> Your instructions: Report only the number of lines in the following entries where the word "this" occurs.

> Exercise materials:
:::
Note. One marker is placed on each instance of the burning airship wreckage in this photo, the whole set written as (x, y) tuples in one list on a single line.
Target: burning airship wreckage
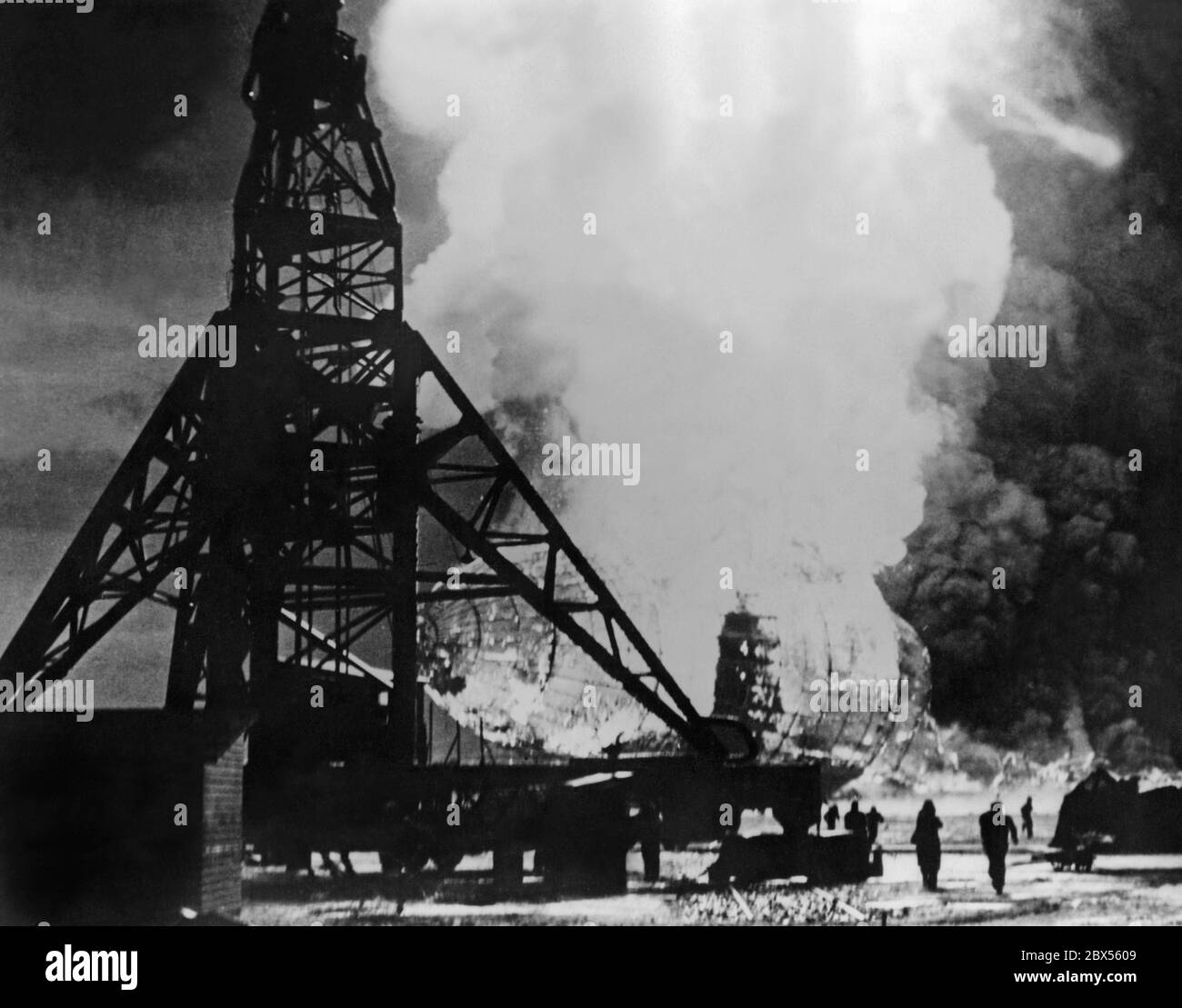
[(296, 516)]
:::
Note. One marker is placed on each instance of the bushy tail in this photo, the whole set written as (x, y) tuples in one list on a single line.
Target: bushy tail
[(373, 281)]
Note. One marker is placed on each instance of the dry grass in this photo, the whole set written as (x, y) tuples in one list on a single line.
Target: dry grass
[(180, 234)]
:::
> Expected output: 3